Each of the following records is to be printed verbatim.

*** RECORDS SUPPLIED Section Begins ***

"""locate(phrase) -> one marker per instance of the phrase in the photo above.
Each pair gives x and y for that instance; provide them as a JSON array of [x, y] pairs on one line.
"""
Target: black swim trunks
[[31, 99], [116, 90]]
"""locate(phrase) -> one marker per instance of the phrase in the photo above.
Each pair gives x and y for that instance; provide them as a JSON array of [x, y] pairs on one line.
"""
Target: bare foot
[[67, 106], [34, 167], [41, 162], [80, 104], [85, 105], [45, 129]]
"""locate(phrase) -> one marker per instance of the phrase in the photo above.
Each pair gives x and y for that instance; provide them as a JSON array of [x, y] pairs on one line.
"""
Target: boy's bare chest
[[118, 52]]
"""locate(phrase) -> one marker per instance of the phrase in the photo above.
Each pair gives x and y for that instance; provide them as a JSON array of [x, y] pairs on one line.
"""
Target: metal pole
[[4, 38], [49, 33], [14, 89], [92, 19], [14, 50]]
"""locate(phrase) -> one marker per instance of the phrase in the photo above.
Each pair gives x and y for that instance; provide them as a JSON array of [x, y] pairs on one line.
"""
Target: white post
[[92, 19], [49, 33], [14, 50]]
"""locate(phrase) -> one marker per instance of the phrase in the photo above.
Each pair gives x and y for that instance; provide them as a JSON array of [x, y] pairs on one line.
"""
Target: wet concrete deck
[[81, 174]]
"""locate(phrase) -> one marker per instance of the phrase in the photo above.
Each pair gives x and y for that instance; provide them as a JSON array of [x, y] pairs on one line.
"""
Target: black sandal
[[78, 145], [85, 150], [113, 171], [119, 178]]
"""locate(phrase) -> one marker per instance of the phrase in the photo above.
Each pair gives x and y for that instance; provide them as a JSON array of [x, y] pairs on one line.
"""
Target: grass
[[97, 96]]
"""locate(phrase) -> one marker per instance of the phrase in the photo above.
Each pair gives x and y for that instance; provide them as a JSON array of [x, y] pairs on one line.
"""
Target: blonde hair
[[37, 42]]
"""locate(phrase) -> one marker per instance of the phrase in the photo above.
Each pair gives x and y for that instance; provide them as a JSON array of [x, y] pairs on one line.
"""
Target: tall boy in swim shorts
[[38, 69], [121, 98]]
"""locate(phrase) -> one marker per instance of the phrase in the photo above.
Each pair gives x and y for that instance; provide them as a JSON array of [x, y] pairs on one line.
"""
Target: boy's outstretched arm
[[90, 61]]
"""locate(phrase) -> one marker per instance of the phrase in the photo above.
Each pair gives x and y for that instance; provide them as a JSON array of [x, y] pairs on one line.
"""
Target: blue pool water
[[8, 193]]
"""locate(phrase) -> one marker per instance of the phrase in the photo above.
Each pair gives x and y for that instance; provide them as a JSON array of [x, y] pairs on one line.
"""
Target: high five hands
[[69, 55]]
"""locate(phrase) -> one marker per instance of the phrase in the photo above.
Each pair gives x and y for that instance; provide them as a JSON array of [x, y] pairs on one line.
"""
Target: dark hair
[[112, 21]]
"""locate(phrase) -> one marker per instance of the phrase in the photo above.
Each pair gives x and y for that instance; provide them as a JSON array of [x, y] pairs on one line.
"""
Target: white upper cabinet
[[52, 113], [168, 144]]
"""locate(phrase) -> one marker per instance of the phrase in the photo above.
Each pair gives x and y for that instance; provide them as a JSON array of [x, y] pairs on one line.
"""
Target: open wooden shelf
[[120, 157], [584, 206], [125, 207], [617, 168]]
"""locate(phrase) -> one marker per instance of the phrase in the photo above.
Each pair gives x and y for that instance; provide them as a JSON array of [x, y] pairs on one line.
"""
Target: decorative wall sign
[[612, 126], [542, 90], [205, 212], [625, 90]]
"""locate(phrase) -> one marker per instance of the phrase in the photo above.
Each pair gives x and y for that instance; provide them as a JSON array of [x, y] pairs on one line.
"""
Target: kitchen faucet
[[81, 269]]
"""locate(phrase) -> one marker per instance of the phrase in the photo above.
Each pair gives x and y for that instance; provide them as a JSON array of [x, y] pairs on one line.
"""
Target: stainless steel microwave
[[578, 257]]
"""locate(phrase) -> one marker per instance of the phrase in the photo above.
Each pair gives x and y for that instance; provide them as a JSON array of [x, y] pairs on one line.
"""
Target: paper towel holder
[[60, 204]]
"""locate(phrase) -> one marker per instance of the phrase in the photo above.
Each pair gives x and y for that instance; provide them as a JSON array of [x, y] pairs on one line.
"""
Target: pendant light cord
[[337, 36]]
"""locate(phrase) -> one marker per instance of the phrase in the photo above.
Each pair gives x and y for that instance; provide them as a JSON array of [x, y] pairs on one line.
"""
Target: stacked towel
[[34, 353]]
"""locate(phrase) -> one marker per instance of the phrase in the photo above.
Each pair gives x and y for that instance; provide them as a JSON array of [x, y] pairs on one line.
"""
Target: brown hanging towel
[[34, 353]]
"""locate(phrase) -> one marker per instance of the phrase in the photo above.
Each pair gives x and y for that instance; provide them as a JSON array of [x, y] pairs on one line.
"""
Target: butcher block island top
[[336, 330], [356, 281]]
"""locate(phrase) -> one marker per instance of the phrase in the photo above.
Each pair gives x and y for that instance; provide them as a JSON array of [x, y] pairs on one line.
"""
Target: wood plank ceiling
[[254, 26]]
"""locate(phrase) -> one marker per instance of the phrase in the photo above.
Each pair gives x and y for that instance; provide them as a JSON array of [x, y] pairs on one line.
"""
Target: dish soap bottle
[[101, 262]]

*** RECORDS SUPPLIED Section Ends ***

◆ TASK RESULT
"""locate(phrase) -> one marker per instance of the phrase in the photo above.
Each pair gives x and y for that instance; provide them as a JSON array of [x, y] pairs on one line.
"""
Target: black swim trunks
[[31, 99], [116, 90]]
"""locate(phrase) -> one marker per instance of the phrase in the photo above.
Each pair gives x and y for that instance; provide them as a JSON array of [x, y] pairs on one line.
"""
Target: bare foot
[[67, 106], [34, 167], [41, 162], [80, 104], [85, 105], [45, 129]]
"""locate(phrase) -> one marker per instance of the phrase in the photo above.
Each pair gives x and y for that instance; provide them as a JSON array of [x, y] pairs on one line.
"""
Target: boy's bare chest
[[118, 52]]
"""locate(phrase) -> one marker per instance of the phrase in the photo above.
Each pair gives x and y for that instance; provide them as a JSON array of [x, y] pairs on one line.
"""
Target: metal pole
[[4, 38], [49, 33], [14, 89], [92, 19], [14, 50]]
"""locate(phrase) -> one marker per instance of the phrase in the photo above.
Each pair gives x and y for that instance; provide them as a JSON array of [x, y] pairs on one line.
"""
Target: white post
[[92, 19], [49, 33], [14, 50]]
"""locate(phrase) -> one marker per instance of the phrase in the photo above.
Each pair gives x and y for that instance; provide them as a JSON array of [x, y] pairs on one line.
"""
Target: wet concrete deck
[[81, 174]]
"""locate(phrase) -> one marker per instance of the phrase in the photo above.
Each pair gives x and y for that instance; provide them as a JSON array of [x, y] pairs on one line.
"""
Target: black sandal
[[78, 145], [85, 150], [113, 171], [119, 178]]
"""locate(phrase) -> one marker per instance of the phrase in the photo above.
Each pair gives x and y for that instance; provide them as a JSON array of [x, y] pairs on one line.
"""
Target: grass
[[97, 96]]
"""locate(phrase) -> one marker per instance of the phrase in the photo above.
Each pair gives x and y for that instance; provide them as a JSON array of [x, y] pairs on one line.
"""
Target: blonde hair
[[37, 42]]
"""locate(phrase) -> one marker per instance of the phrase in the photo above.
Each pair gives x and y for that instance; provide them as a JSON array of [x, y] pairs on one line.
"""
Target: tall boy in swim shorts
[[38, 69], [121, 98]]
"""locate(phrase) -> one marker per instance of the phrase in the photo above.
Each pair gives x and y for that instance; provide them as a JSON array of [x, y] pairs on one line.
"""
Target: boy's outstretched arm
[[90, 61]]
"""locate(phrase) -> one marker per instance of the phrase in the photo above.
Each pair gives x and y for that instance; provide them as a JSON array of [x, y] pairs on one line.
"""
Target: blue pool water
[[8, 193]]
"""locate(phrase) -> one marker per instance of the phrase in the photo above.
Each pair gives x and y for that instance; provide them as a JSON array of [x, y] pairs on one line.
"""
Target: high five hands
[[69, 55]]
"""locate(phrase) -> one marker per instance of the phrase in the photo above.
Each pair gives x and y for that instance; provide them as a JSON array of [x, y] pairs on one line.
"""
Target: dark hair
[[112, 21]]
"""locate(phrase) -> one marker per instance of the phrase in the photo above.
Each pair gives x and y for that instance; provide them as a JSON array of [x, y] pairs on one line.
"""
Target: white upper cabinet
[[52, 113], [168, 144]]
"""locate(phrase) -> one marker per instance of the phrase in the photo above.
Each pair gives x and y for that instance; provide them as a JSON array of [x, y] pairs on one line.
"""
Target: open wooden shelf
[[120, 157], [584, 206], [125, 207], [617, 168]]
"""locate(phrase) -> one marker per instance of the phrase in the photo above.
Each pair gives x and y for that instance; provide them as a JSON array of [x, y] pairs on one line.
"""
Target: decorative wall sign
[[612, 126], [542, 90], [205, 212], [625, 90]]
"""locate(phrase) -> one marker per instance of the phrase in the photo above.
Each pair gives x and y for that instance; provide them as a JSON array of [x, y] pairs on one line.
"""
Target: kitchen faucet
[[81, 269]]
"""locate(phrase) -> one marker per instance of the phrase in the photo above.
Each pair gives x and y for that instance; provide them as a JSON array of [x, y] pairs on one line.
"""
Target: stainless steel microwave
[[578, 257]]
"""locate(phrase) -> one marker per instance of the phrase in the photo above.
Each pair gives x and y for that instance; provide them as a JSON array of [x, y] pairs on one line.
"""
Target: paper towel holder
[[60, 204]]
"""locate(phrase) -> one marker per instance of the phrase in the photo above.
Each pair gives x and y for that instance; provide them as a JSON array of [x, y] pairs on one line.
"""
Target: pendant light cord
[[337, 36]]
"""locate(phrase) -> one marker per instance of the phrase in the photo above.
Each pair gives x and y for that instance; provide them as a JSON array of [x, y] pairs on one line.
"""
Target: stacked towel
[[34, 353]]
"""locate(phrase) -> one marker per instance of the phrase in the photo above.
Each pair gives x and y for that instance; provide them as a JSON array of [x, y] pairs on one line.
"""
Target: brown hanging towel
[[34, 353]]
"""locate(phrase) -> one marker per instance of the phrase in the photo above.
Each pair gives x and y for that instance; provide them as a JSON array of [x, y] pairs on one line.
"""
Target: butcher block island top
[[336, 330], [356, 281]]
"""locate(phrase) -> one marker per instance of the phrase in the photo above.
Each pair gives x and y for that instance; provide them as a JSON array of [x, y] pairs on one line.
"""
Target: wood plank ceiling
[[254, 26]]
"""locate(phrase) -> one marker per instance of the phrase in the photo above.
Each pair gives x and y for that instance; provide them as a JSON array of [x, y] pairs on one line.
"""
Target: dish soap bottle
[[101, 262]]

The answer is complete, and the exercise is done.